DIRECTIONS » Convert every line of the material below into a Markdown table with two columns, "Row" for the row number and "Line" for the line itself, omitting any blank lines.

#### SUPPLIED MATERIAL ####

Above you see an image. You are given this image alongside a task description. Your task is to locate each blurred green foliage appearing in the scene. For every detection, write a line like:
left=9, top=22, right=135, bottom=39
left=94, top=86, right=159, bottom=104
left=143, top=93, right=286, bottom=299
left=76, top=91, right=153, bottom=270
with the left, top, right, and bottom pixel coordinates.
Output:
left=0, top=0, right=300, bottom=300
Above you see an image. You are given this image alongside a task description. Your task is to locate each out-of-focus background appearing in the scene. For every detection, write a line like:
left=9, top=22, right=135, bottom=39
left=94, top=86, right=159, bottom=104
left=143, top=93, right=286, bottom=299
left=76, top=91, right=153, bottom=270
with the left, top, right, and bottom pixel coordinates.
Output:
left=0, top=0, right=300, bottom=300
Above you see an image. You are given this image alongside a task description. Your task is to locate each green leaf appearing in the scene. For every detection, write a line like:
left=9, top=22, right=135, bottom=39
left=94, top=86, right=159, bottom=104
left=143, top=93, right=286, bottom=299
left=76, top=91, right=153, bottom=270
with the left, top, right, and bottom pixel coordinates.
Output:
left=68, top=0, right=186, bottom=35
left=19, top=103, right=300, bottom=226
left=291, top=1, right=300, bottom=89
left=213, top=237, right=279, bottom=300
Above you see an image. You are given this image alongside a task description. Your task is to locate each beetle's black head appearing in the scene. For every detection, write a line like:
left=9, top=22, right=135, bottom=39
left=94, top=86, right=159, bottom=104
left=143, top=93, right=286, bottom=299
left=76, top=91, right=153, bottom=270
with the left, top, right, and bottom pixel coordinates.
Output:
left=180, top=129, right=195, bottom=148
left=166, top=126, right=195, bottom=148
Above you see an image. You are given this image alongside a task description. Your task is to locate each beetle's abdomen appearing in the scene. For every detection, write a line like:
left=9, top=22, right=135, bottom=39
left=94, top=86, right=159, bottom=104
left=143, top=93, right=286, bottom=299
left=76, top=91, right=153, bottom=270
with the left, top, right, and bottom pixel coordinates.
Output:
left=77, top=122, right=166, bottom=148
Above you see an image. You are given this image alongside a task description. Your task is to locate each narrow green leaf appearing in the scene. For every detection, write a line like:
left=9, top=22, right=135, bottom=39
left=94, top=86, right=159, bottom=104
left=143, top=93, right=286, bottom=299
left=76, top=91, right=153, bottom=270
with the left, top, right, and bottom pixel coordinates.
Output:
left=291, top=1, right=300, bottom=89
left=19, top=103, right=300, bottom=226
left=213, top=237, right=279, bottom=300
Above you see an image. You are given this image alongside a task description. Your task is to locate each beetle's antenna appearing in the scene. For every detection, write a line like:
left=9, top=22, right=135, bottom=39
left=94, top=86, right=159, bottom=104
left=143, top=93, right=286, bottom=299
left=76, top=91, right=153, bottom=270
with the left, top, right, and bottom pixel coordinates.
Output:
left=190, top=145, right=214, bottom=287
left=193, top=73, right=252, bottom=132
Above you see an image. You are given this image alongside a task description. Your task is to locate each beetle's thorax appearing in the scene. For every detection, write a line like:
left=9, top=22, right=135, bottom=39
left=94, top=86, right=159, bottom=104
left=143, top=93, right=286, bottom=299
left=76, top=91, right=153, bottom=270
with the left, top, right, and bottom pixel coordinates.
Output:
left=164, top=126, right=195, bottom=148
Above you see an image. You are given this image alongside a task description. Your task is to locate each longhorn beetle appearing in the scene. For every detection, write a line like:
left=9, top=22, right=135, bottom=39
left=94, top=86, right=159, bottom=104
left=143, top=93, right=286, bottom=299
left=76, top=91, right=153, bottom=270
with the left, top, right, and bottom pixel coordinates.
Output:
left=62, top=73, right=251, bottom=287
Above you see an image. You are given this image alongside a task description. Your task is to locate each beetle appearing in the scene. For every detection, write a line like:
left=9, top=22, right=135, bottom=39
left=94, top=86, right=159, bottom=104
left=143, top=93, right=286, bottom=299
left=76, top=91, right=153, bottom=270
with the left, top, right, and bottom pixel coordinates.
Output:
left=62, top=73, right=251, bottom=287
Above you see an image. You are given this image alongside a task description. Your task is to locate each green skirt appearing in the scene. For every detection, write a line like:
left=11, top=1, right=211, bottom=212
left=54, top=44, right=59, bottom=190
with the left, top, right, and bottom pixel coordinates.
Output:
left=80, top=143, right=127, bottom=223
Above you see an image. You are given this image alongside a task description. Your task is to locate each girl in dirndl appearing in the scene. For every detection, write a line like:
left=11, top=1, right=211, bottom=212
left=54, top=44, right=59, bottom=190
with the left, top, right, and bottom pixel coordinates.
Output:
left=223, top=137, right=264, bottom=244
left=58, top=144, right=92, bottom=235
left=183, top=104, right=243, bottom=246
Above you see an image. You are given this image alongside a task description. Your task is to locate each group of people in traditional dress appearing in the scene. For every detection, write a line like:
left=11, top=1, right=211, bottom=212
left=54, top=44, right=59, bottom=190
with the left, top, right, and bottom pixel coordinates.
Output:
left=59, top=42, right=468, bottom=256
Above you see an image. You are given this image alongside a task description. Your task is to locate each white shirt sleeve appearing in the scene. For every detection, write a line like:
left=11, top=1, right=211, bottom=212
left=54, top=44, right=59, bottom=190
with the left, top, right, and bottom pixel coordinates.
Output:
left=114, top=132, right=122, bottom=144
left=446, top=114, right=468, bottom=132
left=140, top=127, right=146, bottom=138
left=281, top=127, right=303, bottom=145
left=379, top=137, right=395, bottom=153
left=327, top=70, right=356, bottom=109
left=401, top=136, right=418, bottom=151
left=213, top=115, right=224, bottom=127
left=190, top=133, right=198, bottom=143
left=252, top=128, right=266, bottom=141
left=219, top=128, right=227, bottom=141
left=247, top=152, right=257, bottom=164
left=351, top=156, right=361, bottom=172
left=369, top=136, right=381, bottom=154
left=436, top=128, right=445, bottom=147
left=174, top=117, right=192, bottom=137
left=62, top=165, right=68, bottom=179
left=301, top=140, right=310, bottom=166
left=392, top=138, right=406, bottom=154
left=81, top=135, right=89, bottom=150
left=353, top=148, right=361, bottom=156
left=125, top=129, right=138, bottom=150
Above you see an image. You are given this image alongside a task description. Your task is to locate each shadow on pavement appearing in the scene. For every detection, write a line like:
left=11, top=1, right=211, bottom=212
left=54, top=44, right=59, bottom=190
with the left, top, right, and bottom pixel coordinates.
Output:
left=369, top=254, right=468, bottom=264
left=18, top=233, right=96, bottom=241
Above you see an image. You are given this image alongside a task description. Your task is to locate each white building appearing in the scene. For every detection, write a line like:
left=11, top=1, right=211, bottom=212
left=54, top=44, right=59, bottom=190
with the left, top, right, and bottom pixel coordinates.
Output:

####

FULL SOLUTION »
| Row | Line |
|---|---|
| 1 | Above you see an image. You are given this image alongside a task description. Your task is to locate each blurred green foliage appearing in the scene. For every detection, write a line like: |
| 2 | left=9, top=22, right=135, bottom=39 |
| 3 | left=94, top=86, right=159, bottom=104 |
| 4 | left=143, top=93, right=286, bottom=299 |
| 5 | left=76, top=91, right=153, bottom=270 |
| 6 | with the left, top, right, and bottom pixel coordinates. |
| 7 | Output: |
| 8 | left=0, top=0, right=300, bottom=300 |
| 9 | Above you see an image. You are given this image alongside a task description. Your task is to locate each out-of-focus background appearing in the scene. For every detection, write a line like: |
| 10 | left=9, top=22, right=135, bottom=39 |
| 11 | left=94, top=86, right=159, bottom=104 |
| 12 | left=143, top=93, right=286, bottom=299 |
| 13 | left=76, top=91, right=153, bottom=270 |
| 14 | with the left, top, right, and bottom pixel coordinates. |
| 15 | Output: |
| 16 | left=0, top=0, right=300, bottom=300 |
| 17 | Above you see an image. You are given this image alongside a task description. Your task is to locate each green leaf appearing in the scene. For every detection, write a line like: |
| 18 | left=9, top=22, right=135, bottom=39 |
| 19 | left=94, top=86, right=159, bottom=104 |
| 20 | left=143, top=93, right=286, bottom=299 |
| 21 | left=76, top=91, right=153, bottom=270 |
| 22 | with the left, top, right, and bottom pixel coordinates. |
| 23 | Output: |
| 24 | left=68, top=0, right=186, bottom=35 |
| 25 | left=19, top=103, right=300, bottom=226 |
| 26 | left=291, top=1, right=300, bottom=89 |
| 27 | left=213, top=237, right=279, bottom=300 |
| 28 | Above you see an image. You are given this image alongside a task description. Your task is to locate each beetle's black head appearing in the scene. For every detection, write a line like: |
| 29 | left=9, top=22, right=135, bottom=39 |
| 30 | left=94, top=86, right=159, bottom=104 |
| 31 | left=143, top=93, right=286, bottom=299 |
| 32 | left=76, top=91, right=153, bottom=270 |
| 33 | with the left, top, right, and bottom pixel coordinates. |
| 34 | Output: |
| 35 | left=180, top=129, right=195, bottom=148 |
| 36 | left=166, top=126, right=195, bottom=148 |
| 37 | Above you see an image. You are given this image alongside a task description. Your task is to locate each beetle's abdomen appearing in the scene. For every detection, write a line like: |
| 38 | left=9, top=22, right=135, bottom=39 |
| 39 | left=94, top=86, right=159, bottom=104 |
| 40 | left=143, top=93, right=286, bottom=299 |
| 41 | left=76, top=91, right=153, bottom=270 |
| 42 | with the left, top, right, and bottom pixel coordinates. |
| 43 | Output: |
| 44 | left=77, top=122, right=166, bottom=148 |
| 45 | Above you see an image. You are given this image alongside a task description. Your task is to locate each narrow green leaf appearing in the scene. For every detection, write a line like: |
| 46 | left=9, top=22, right=135, bottom=39 |
| 47 | left=94, top=86, right=159, bottom=104 |
| 48 | left=143, top=93, right=286, bottom=299 |
| 49 | left=76, top=91, right=153, bottom=270 |
| 50 | with the left, top, right, and bottom pixel coordinates. |
| 51 | Output: |
| 52 | left=291, top=1, right=300, bottom=89 |
| 53 | left=19, top=103, right=300, bottom=226 |
| 54 | left=213, top=237, right=279, bottom=300 |
| 55 | Above you see an image. You are given this image alongside a task description. Your task is to locate each beetle's antenna appearing in the scene. For every detection, write a line like: |
| 56 | left=9, top=22, right=135, bottom=39 |
| 57 | left=94, top=86, right=159, bottom=104 |
| 58 | left=143, top=93, right=286, bottom=299 |
| 59 | left=76, top=91, right=153, bottom=270 |
| 60 | with the left, top, right, and bottom pixel coordinates. |
| 61 | Output: |
| 62 | left=190, top=145, right=214, bottom=287 |
| 63 | left=193, top=73, right=252, bottom=132 |
| 64 | Above you see an image. You are given this image alongside a task description. Your task is to locate each beetle's thorax appearing in the scene. For every detection, write a line like: |
| 65 | left=9, top=22, right=135, bottom=39 |
| 66 | left=94, top=86, right=159, bottom=104 |
| 67 | left=143, top=93, right=286, bottom=299 |
| 68 | left=76, top=91, right=153, bottom=270 |
| 69 | with the left, top, right, and bottom pixel coordinates. |
| 70 | Output: |
| 71 | left=164, top=126, right=195, bottom=148 |
| 72 | Above you see an image. You are given this image alongside a task description. Your task is to locate each longhorn beetle appearing in the scene. For every detection, write a line like: |
| 73 | left=9, top=22, right=135, bottom=39 |
| 74 | left=94, top=86, right=159, bottom=104 |
| 75 | left=143, top=93, right=286, bottom=299 |
| 76 | left=76, top=91, right=153, bottom=270 |
| 77 | with the left, top, right, and bottom pixel coordinates. |
| 78 | Output: |
| 79 | left=62, top=73, right=251, bottom=287 |
| 80 | Above you see an image. You are given this image alongside a task description. Your task is to locate each beetle appearing in the scene. For every detection, write a line like: |
| 81 | left=9, top=22, right=135, bottom=39 |
| 82 | left=94, top=86, right=159, bottom=104 |
| 83 | left=143, top=93, right=286, bottom=299 |
| 84 | left=76, top=91, right=153, bottom=270 |
| 85 | with the left, top, right, and bottom pixel coordinates. |
| 86 | Output: |
| 87 | left=62, top=73, right=251, bottom=287 |
| 88 | Above you see an image. You are given this image alongside a task description. Your task is to locate each green skirt appearing in the scene. For every detection, write a line like: |
| 89 | left=11, top=1, right=211, bottom=212 |
| 90 | left=54, top=44, right=59, bottom=190 |
| 91 | with the left, top, right, and bottom pixel coordinates. |
| 92 | Output: |
| 93 | left=80, top=143, right=127, bottom=223 |
| 94 | Above you see an image. You are given this image alongside a task description. Your task is to locate each girl in dirndl appearing in the scene. For every detection, write a line like: |
| 95 | left=11, top=1, right=211, bottom=212 |
| 96 | left=54, top=44, right=59, bottom=190 |
| 97 | with the left, top, right, and bottom pixel coordinates. |
| 98 | Output: |
| 99 | left=223, top=137, right=264, bottom=244 |
| 100 | left=58, top=144, right=92, bottom=235 |
| 101 | left=183, top=104, right=243, bottom=246 |
| 102 | Above you see an image. You are given this image alongside a task description. Your task is to locate each group of people in traditional dress appearing in the scene. For every detection, write a line like: |
| 103 | left=11, top=1, right=211, bottom=212 |
| 104 | left=54, top=44, right=59, bottom=190 |
| 105 | with the left, top, right, and bottom pixel coordinates. |
| 106 | Output: |
| 107 | left=59, top=42, right=468, bottom=256 |
| 108 | Above you see an image. You are given this image alongside a task description. Your task is to locate each white shirt sleeve appearing in the scene. For every detection, write a line like: |
| 109 | left=11, top=1, right=211, bottom=212 |
| 110 | left=54, top=44, right=59, bottom=190 |
| 111 | with the left, top, right, and bottom pixel coordinates. |
| 112 | Output: |
| 113 | left=114, top=132, right=122, bottom=144 |
| 114 | left=446, top=114, right=468, bottom=132 |
| 115 | left=140, top=127, right=146, bottom=138 |
| 116 | left=281, top=127, right=303, bottom=145 |
| 117 | left=379, top=137, right=395, bottom=153 |
| 118 | left=327, top=70, right=356, bottom=109 |
| 119 | left=401, top=136, right=418, bottom=151 |
| 120 | left=213, top=115, right=224, bottom=127 |
| 121 | left=190, top=133, right=198, bottom=143 |
| 122 | left=252, top=128, right=266, bottom=141 |
| 123 | left=219, top=128, right=227, bottom=141 |
| 124 | left=247, top=152, right=257, bottom=164 |
| 125 | left=351, top=156, right=361, bottom=172 |
| 126 | left=369, top=136, right=381, bottom=154 |
| 127 | left=436, top=128, right=445, bottom=147 |
| 128 | left=174, top=117, right=192, bottom=137 |
| 129 | left=62, top=165, right=68, bottom=179 |
| 130 | left=301, top=140, right=310, bottom=166 |
| 131 | left=392, top=138, right=406, bottom=154 |
| 132 | left=81, top=135, right=89, bottom=150 |
| 133 | left=353, top=148, right=361, bottom=156 |
| 134 | left=125, top=129, right=138, bottom=150 |
| 135 | Above you see an image. You are given this image alongside a task description. Your task is to locate each shadow on pavement appearing in the scene. For every detection, write a line like: |
| 136 | left=11, top=1, right=211, bottom=212 |
| 137 | left=54, top=44, right=59, bottom=190 |
| 138 | with the left, top, right, and bottom pixel coordinates. |
| 139 | Output: |
| 140 | left=369, top=254, right=468, bottom=264 |
| 141 | left=18, top=233, right=96, bottom=241 |
| 142 | Above you see an image. You are given this image alongside a task description. Your task is to locate each white building appearing in the scene. For every detection, write a line like: |
| 143 | left=11, top=1, right=211, bottom=212 |
| 144 | left=54, top=44, right=59, bottom=190 |
| 145 | with the left, top, right, and bottom pixel coordinates. |
| 146 | Output: |